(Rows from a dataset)
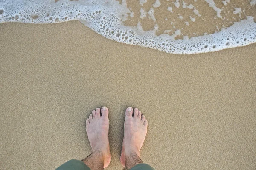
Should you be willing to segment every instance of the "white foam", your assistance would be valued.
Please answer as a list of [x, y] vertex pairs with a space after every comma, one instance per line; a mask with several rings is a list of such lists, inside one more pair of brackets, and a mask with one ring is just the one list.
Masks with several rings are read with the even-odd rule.
[[179, 0], [176, 0], [176, 1], [172, 2], [175, 6], [176, 6], [177, 8], [180, 7], [180, 3], [179, 2]]
[[[137, 27], [124, 26], [123, 21], [133, 13], [126, 7], [126, 1], [122, 2], [120, 4], [113, 0], [61, 0], [56, 3], [52, 0], [26, 0], [25, 2], [0, 0], [0, 23], [53, 23], [78, 20], [99, 34], [118, 42], [177, 54], [214, 51], [256, 42], [256, 23], [252, 17], [235, 22], [219, 32], [209, 35], [205, 33], [203, 36], [190, 39], [185, 36], [183, 40], [175, 40], [177, 36], [183, 36], [180, 30], [174, 30], [172, 35], [157, 36], [157, 24], [149, 31], [143, 31], [140, 22]], [[177, 6], [180, 4], [178, 0], [175, 3]], [[196, 9], [193, 8], [195, 12]], [[148, 14], [155, 21], [154, 13], [151, 8]], [[200, 17], [198, 11], [196, 13]], [[192, 20], [192, 18], [191, 18]], [[174, 25], [172, 25], [175, 29]]]
[[209, 4], [209, 6], [210, 7], [212, 8], [213, 10], [215, 11], [216, 13], [217, 13], [217, 16], [220, 18], [222, 18], [222, 17], [221, 15], [221, 12], [222, 9], [218, 8], [215, 5], [215, 3], [213, 0], [204, 0], [206, 2], [207, 2]]
[[226, 6], [227, 4], [227, 3], [229, 3], [230, 1], [230, 0], [225, 0], [222, 1], [222, 3], [223, 3], [224, 5]]
[[240, 14], [242, 11], [242, 10], [240, 8], [234, 8], [235, 11], [233, 11], [233, 14], [236, 15], [237, 14]]
[[155, 3], [153, 4], [153, 6], [154, 6], [154, 8], [158, 8], [160, 6], [160, 5], [161, 3], [160, 3], [159, 0], [156, 0]]
[[170, 12], [172, 12], [172, 13], [173, 13], [173, 11], [172, 11], [172, 8], [170, 6], [168, 7], [168, 8], [167, 8], [167, 10], [168, 10]]
[[143, 6], [143, 5], [146, 2], [147, 0], [140, 0], [140, 4], [142, 6]]

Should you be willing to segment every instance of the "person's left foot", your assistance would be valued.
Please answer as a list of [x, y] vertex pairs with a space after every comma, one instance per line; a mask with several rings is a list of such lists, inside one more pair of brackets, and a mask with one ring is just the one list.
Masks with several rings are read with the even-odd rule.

#### [What you have to do]
Return every line of the rows above word for word, leaving out the pictures.

#### [Result of the task]
Should you be willing to segment every instance of the "white foam", your assistance would be valued.
Please answer as a list of [x, y] vertex pairs with a space after every comma, one instance per line; a mask with several rings is a list of such lists, inside one more pair of brackets, and a mask with one ring is just the one list.
Masks with several rings are read with the even-odd rule.
[[179, 0], [176, 0], [176, 1], [172, 2], [175, 6], [176, 6], [177, 8], [180, 7], [180, 3], [179, 2]]
[[[137, 27], [124, 26], [123, 21], [133, 13], [126, 7], [126, 1], [122, 2], [120, 4], [113, 0], [61, 0], [56, 3], [52, 0], [26, 0], [25, 2], [0, 0], [0, 23], [53, 23], [78, 20], [99, 34], [118, 42], [177, 54], [214, 51], [256, 42], [256, 23], [252, 17], [235, 22], [219, 32], [209, 35], [205, 33], [203, 36], [190, 39], [185, 36], [183, 40], [175, 40], [177, 36], [183, 36], [180, 30], [174, 30], [172, 35], [157, 36], [157, 24], [149, 31], [143, 31], [140, 22]], [[177, 6], [180, 4], [178, 0], [175, 3]], [[196, 9], [193, 8], [195, 12]], [[148, 14], [155, 21], [154, 13], [151, 8]], [[200, 17], [198, 11], [196, 13]], [[192, 20], [192, 18], [191, 18]], [[174, 25], [172, 25], [175, 29]]]
[[209, 4], [209, 6], [210, 7], [212, 8], [213, 10], [215, 11], [216, 13], [217, 13], [217, 16], [220, 18], [222, 18], [222, 17], [221, 15], [221, 12], [222, 9], [218, 8], [215, 5], [215, 3], [213, 0], [204, 0], [206, 2], [207, 2]]
[[226, 6], [227, 4], [227, 3], [229, 3], [230, 1], [230, 0], [225, 0], [222, 1], [222, 3], [223, 3], [224, 5]]
[[240, 14], [242, 11], [242, 10], [240, 8], [234, 8], [235, 11], [233, 11], [233, 14], [236, 15], [237, 14]]
[[155, 3], [153, 4], [153, 6], [154, 6], [154, 8], [158, 8], [160, 6], [160, 5], [161, 3], [160, 3], [159, 0], [156, 0]]
[[170, 12], [172, 12], [172, 13], [173, 13], [173, 11], [172, 11], [172, 8], [170, 6], [168, 7], [168, 8], [167, 8], [167, 10], [168, 10]]
[[143, 6], [143, 5], [146, 2], [147, 0], [140, 0], [140, 4], [142, 6]]

Should you be willing to segment every instance of the "person's left foot", your assistance would be valued.
Please answer as a list of [x, y] vertex pairs with a space after every comma, one instance per line; a mask with several rings is a list of such lists, inside one more pair of brackets, and a mask with one ring is just the one list.
Masks with several rings are read with the even-odd rule.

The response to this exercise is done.